### Given task 1
For the passage on London Underground funding, decide whether each statement agrees with it. Answer yes or no for each and quote the deciding words of the passage.
(a) The final bids were submitted to London Underground Limited on 4 January 2002.
(b) London Underground Limited's managing director expected the private sector to bring dramatic efficiency savings.
(c) The Government will take advice on the value for money of the bids from Pricewaterhouse Coopers.
### Given task 2
Please rewrite the entries, starting at the line that has "One point rides on each instance of the woman's index" and continuing through the end of the entries. Change "black cable" to "gray cable" wherever it appears there and leave everything else unchanged.

### Selected passage
==========
13. London Underground Limited is evaluating the proposed PPP against two alternatives, both of which would retain operations and infrastructure in the public sector:

  • funding provided by a combination of direct subsidy and fares income; and
  • funding by direct subsidy and revenue bonds secured against future revenue streams from the Underground. Such bonds have been used to finance major infrastructure projects in the United States for example, the New York Metro. The Mayor's transport authority, Transport for London, has developed an alternative management plan for the Underground which would establish a not-for-profit trust raising money through bond issues.[20]

ESTIMATED BENEFITS

14. The Government told our predecessor Committee that the PPP would save an estimated £4.5 billion compared to traditional public sector finance over the first 15 years of the PPP.[21] The higher borrowing costs that the private sector would incur under the PPP would, the Government estimated, be more than offset by the increased efficiency savings of highly incentivised private sector management.[22] London Underground Limited's managing director told our predecessor Committee that he did not expect the private sector to bring dramatic efficiency savings but that the advantage would come from stability of investment.[23] In Funding of London Underground the merits of all of the approaches to funding were considered and the Report concluded that "None of the proposed mechanisms of funding were conclusively proven to be better than any others."[24] In response, the Government accepted that only the final bids would provide "conclusive evidence that the PPP will deliver efficiency gains".[25]

ASSESSMENT PROCESS

15. The final bids were submitted to London Underground Limited on 4 January 2002. London Underground Limited and its advisors, Pricewaterhouse Coopers, will make recommendations to the Board of London Transport when a final analysis of the value for money of the bids has been completed. The Board of London Transport will take a decision on each of the three contracts at a Board meeting on 7 February.[26] A three week consultation period with the Mayor and Transport for London will then follow. During that period, the Government will take independent advice on the value for money of the bids from its advisor, Ernst and Young. Following the consultation, the Board of London Transport will make a final decision on the contracts, which will then go to the Secretary of State for approval. If the Health and Safety Executive concludes that the PPP will be safe —the safety test— the Secretary of State will make his decision based on the submission of London Transport and the advice of Ernst and Young —the value for money test.
==========
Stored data
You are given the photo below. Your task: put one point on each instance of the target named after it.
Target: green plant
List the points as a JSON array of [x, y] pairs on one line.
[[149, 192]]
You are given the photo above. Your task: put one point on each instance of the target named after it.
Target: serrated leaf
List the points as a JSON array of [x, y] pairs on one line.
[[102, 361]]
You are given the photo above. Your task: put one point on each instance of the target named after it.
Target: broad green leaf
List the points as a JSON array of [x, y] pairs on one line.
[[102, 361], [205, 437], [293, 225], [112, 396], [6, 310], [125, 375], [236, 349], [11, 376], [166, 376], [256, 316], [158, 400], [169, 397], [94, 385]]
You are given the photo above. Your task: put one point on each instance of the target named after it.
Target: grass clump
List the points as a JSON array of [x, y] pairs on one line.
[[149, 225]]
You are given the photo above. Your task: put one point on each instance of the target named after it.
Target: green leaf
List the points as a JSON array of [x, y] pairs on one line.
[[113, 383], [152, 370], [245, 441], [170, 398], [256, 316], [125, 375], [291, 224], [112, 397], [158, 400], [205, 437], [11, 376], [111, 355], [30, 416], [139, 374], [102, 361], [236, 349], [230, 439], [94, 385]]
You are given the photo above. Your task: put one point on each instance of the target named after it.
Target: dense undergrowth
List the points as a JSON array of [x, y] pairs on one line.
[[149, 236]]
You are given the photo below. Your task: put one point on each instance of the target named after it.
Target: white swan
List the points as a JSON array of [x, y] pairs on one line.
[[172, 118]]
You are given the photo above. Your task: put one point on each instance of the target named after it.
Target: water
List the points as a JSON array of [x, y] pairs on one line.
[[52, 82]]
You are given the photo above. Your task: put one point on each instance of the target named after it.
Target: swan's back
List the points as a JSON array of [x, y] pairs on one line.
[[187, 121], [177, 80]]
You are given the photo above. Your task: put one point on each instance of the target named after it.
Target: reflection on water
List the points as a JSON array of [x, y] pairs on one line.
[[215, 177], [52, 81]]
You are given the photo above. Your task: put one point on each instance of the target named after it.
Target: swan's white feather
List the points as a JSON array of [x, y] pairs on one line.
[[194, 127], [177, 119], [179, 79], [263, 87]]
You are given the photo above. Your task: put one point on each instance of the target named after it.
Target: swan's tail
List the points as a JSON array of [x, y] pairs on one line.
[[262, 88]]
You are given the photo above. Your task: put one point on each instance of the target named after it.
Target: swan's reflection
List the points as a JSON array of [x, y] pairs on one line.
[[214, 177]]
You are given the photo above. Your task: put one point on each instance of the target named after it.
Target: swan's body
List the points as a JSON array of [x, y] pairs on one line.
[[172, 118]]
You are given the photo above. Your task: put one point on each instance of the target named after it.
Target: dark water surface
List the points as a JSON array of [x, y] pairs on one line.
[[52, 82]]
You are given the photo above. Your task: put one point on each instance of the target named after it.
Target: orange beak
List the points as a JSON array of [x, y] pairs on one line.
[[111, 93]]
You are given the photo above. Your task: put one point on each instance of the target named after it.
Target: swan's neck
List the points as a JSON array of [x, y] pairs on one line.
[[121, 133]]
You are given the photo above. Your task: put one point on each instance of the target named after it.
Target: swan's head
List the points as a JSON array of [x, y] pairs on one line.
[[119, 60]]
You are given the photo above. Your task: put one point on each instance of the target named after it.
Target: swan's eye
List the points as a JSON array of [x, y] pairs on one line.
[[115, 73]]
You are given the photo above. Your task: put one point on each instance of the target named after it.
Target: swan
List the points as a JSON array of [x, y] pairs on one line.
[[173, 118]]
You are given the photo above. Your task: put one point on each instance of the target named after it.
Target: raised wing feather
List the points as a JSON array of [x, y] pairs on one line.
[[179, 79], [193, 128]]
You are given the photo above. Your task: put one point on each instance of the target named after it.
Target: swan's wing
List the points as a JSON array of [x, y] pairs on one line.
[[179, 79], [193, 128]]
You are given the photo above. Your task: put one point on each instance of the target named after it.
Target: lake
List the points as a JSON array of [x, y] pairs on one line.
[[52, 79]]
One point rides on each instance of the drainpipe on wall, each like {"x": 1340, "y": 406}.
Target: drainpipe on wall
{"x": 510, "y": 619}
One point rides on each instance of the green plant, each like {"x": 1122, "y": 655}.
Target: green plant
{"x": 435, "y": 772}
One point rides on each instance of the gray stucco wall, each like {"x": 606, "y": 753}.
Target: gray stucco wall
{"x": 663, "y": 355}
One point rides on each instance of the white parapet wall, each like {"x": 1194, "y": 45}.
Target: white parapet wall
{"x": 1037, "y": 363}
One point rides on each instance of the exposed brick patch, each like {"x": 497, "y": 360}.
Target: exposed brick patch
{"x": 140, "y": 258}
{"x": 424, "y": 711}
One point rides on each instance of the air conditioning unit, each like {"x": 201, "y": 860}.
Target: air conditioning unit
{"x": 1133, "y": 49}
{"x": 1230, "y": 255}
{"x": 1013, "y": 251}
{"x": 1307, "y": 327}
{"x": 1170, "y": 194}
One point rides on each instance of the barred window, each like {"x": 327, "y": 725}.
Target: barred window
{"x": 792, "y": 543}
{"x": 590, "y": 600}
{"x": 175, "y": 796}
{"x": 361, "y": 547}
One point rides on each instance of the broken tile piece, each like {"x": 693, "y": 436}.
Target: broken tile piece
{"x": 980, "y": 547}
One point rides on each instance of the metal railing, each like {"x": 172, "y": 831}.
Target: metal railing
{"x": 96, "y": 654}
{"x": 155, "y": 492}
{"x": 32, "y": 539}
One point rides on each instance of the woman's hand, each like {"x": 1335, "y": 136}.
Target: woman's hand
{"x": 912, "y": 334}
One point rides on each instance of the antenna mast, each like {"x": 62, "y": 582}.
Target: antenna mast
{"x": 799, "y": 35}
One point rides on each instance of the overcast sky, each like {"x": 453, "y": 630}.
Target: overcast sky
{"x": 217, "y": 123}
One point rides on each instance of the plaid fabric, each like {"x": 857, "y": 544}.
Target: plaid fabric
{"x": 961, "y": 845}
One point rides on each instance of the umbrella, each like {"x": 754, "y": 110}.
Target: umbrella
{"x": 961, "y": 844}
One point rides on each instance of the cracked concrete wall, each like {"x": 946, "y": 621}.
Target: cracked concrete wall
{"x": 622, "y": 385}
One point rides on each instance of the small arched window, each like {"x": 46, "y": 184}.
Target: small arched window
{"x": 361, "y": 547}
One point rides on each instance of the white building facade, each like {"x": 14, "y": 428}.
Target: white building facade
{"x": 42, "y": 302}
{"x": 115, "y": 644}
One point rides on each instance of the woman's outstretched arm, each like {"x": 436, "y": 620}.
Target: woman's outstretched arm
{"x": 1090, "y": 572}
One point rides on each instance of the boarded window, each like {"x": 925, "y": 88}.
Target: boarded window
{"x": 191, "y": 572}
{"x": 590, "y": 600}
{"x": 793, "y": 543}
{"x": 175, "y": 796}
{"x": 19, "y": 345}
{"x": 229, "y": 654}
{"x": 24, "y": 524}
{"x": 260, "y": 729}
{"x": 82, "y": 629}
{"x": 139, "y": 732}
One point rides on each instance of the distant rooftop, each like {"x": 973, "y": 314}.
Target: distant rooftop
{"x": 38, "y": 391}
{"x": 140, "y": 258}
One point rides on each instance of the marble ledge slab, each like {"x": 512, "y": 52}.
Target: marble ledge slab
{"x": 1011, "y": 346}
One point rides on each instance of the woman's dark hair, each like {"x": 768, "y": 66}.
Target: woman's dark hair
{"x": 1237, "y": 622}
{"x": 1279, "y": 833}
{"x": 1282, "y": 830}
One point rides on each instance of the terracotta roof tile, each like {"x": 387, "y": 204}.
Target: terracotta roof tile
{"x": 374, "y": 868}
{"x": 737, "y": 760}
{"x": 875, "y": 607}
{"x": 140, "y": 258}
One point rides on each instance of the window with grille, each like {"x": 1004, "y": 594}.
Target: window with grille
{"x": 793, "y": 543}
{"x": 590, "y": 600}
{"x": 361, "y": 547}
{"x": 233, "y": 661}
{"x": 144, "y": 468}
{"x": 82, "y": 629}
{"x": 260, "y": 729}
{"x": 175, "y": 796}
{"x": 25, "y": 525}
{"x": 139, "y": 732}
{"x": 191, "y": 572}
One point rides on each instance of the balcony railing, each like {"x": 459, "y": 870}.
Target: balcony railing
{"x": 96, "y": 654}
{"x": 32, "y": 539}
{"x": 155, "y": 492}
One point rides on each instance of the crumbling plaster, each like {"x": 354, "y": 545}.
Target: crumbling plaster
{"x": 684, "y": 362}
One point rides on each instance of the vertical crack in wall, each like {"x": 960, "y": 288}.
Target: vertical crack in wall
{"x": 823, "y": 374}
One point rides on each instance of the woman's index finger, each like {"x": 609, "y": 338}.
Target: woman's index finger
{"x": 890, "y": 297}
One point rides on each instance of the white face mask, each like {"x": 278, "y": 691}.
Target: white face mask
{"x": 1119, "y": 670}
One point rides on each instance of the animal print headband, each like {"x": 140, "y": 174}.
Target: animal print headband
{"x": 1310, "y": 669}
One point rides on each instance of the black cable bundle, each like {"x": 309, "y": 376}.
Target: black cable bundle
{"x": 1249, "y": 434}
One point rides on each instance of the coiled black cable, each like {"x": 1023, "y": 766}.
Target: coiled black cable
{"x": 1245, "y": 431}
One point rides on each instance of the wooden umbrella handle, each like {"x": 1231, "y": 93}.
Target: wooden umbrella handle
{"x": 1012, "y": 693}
==========
### Answer 1
(a) Yes: "The final bids were submitted to London Underground Limited on 4 January 2002."
(b) No: "he did not expect the private sector to bring dramatic efficiency savings"
(c) No: "the Government will take independent advice on the value for money of the bids from its advisor, Ernst and Young."

### Answer 2
One point rides on each instance of the woman's index finger, each like {"x": 609, "y": 338}.
Target: woman's index finger
{"x": 890, "y": 297}
One point rides on each instance of the white face mask, each like {"x": 278, "y": 691}.
Target: white face mask
{"x": 1119, "y": 670}
One point rides on each instance of the animal print headband, each like {"x": 140, "y": 174}.
Target: animal print headband
{"x": 1310, "y": 669}
One point rides on each instance of the gray cable bundle, each like {"x": 309, "y": 376}.
Target: gray cable bundle
{"x": 1249, "y": 434}
One point rides on each instance of the coiled gray cable, each like {"x": 1023, "y": 766}.
Target: coiled gray cable
{"x": 1245, "y": 431}
One point rides on each instance of the wooden umbrella handle, each like {"x": 1231, "y": 93}.
Target: wooden umbrella handle
{"x": 1012, "y": 693}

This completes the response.